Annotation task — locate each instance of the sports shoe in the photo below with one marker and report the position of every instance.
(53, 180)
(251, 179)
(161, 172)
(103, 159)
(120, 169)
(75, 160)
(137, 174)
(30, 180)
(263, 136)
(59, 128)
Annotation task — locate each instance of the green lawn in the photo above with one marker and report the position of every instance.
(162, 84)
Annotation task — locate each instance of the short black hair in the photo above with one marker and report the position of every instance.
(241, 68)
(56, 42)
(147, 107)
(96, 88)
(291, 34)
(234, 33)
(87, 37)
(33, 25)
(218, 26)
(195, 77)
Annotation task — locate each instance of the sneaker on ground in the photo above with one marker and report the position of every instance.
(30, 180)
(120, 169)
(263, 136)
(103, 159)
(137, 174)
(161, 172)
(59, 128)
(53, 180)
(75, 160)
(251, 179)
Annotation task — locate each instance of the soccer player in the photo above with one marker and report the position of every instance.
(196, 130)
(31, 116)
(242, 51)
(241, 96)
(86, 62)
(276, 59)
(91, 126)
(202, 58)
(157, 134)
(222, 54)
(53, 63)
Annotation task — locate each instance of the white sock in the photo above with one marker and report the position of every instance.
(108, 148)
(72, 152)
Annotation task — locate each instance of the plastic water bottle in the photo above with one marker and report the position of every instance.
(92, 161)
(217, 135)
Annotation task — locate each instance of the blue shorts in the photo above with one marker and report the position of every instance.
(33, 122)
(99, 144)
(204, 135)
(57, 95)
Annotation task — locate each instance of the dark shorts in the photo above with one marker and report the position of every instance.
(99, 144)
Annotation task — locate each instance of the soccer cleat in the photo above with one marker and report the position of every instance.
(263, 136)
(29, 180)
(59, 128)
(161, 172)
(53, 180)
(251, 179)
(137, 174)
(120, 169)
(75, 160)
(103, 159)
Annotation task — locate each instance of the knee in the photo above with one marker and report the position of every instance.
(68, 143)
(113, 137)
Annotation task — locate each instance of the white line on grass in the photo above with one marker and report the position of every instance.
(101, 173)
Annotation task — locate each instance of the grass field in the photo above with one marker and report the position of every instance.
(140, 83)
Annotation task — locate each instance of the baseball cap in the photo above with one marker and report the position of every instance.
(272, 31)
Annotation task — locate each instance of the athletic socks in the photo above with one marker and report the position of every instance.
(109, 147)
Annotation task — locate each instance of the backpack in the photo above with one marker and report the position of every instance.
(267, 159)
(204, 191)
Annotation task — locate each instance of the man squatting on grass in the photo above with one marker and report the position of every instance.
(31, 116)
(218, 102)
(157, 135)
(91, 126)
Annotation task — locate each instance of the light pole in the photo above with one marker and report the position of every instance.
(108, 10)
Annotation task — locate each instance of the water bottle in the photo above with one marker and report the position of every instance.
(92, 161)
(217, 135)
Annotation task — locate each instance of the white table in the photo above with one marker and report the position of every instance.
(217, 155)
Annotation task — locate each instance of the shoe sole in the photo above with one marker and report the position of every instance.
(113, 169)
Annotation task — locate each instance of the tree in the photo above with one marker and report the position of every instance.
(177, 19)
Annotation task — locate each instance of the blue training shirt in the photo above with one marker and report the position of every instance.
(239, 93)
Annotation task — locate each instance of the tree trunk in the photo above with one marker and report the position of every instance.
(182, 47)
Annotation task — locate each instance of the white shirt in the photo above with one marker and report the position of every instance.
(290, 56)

• • • • •

* [Assignment] Could you restate the records above word for word?

* [Written solution]
Annotation task — locate each instance of the sports shoe in the photo below with one marker and report the position of every instance.
(53, 180)
(251, 179)
(161, 172)
(103, 159)
(120, 169)
(75, 160)
(137, 174)
(30, 180)
(263, 136)
(59, 128)
Annotation task — locate each instance of the green lawn in the photo above with one marker and report the position of every instance.
(162, 84)
Annotation task — locate each instance of the short black hair in the photo above with one marker and report the position of every instance.
(241, 68)
(56, 42)
(147, 107)
(96, 88)
(291, 34)
(234, 33)
(87, 37)
(33, 25)
(218, 26)
(195, 77)
Annotation task — locate each instance of the sneaker on ground in the photo above with one marker and report the position of every instance.
(30, 180)
(120, 169)
(263, 136)
(103, 159)
(137, 174)
(161, 172)
(59, 128)
(53, 180)
(75, 160)
(251, 179)
Annotation task — locate each instance of the soccer player in the photo above with one marker and report the position of every instance.
(196, 130)
(31, 116)
(242, 51)
(241, 96)
(86, 62)
(276, 59)
(91, 126)
(202, 58)
(157, 134)
(222, 54)
(53, 63)
Annotation task — locate each instance of the white sock in the photo above with one marker and report the position of every instance.
(108, 148)
(72, 152)
Annotation task — locate each instance of the plastic water bottle in the photo above with one marker and report the position of every instance.
(92, 161)
(217, 135)
Annotation task — locate each instance of the blue shorts in the photo above with one marker and report the position of every instance.
(33, 122)
(99, 144)
(204, 135)
(57, 95)
Annotation task — locate each instance of the dark shorts in the photo above with one marker and report the position of every instance.
(99, 144)
Annotation task — locate each instance of the soccer cleat in the photo above with one marker and report the position of every instance.
(263, 136)
(29, 180)
(59, 128)
(161, 172)
(53, 180)
(251, 179)
(137, 174)
(120, 169)
(75, 160)
(103, 159)
Annotation task — locate each instance of the knee in the photo above with one marker and report the position of every instance.
(68, 143)
(113, 137)
Annotation task — locate each instance of the white line on grass in the photo above with one marker and report the position of every instance.
(101, 173)
Annotation task — locate each instance of the grass field in the photo above with one marker and report the position of every instance.
(140, 83)
Annotation task — locate each instance of the baseball cap in the photo above with one marker and report the position of every instance.
(272, 31)
Annotation task — locate each instance of the athletic socks in the photo above with one marker and report the position of every instance.
(109, 147)
Annotation task — locate each instance of the backpack in the photo above with one marker and report the position of every instance.
(267, 159)
(204, 191)
Annotation task — locate each instance of the man squatting on grass in the photo above with one marker and report the position of every instance.
(31, 116)
(218, 102)
(157, 135)
(91, 126)
Annotation task — locate each instance of the light pole in the photo above with one marker and report the position of every instance.
(108, 10)
Annotation task — locate each instance of the water bottle in the photo above with one marker and report the position of every instance.
(92, 161)
(217, 135)
Annotation task — locate each instance of the white table in the photo above with one marker and report the position of every instance.
(217, 155)
Annotation task — locate each instance of the shoe sole in the photo above with one marker and report the position of every instance.
(113, 169)
Annotation task — locate each instance of the tree in the photo above with one marker and report the position of every instance.
(177, 19)
Annotation task — locate each instance of the blue training shirt in the photo above with one marker and report the position of every instance.
(239, 93)
Annotation task — locate each instance of the tree trunk in the photo above with one marker and report the position of every instance.
(182, 47)
Annotation task — locate each instance of the white shirt in the photo above with one marker and report the position of every instance.
(290, 56)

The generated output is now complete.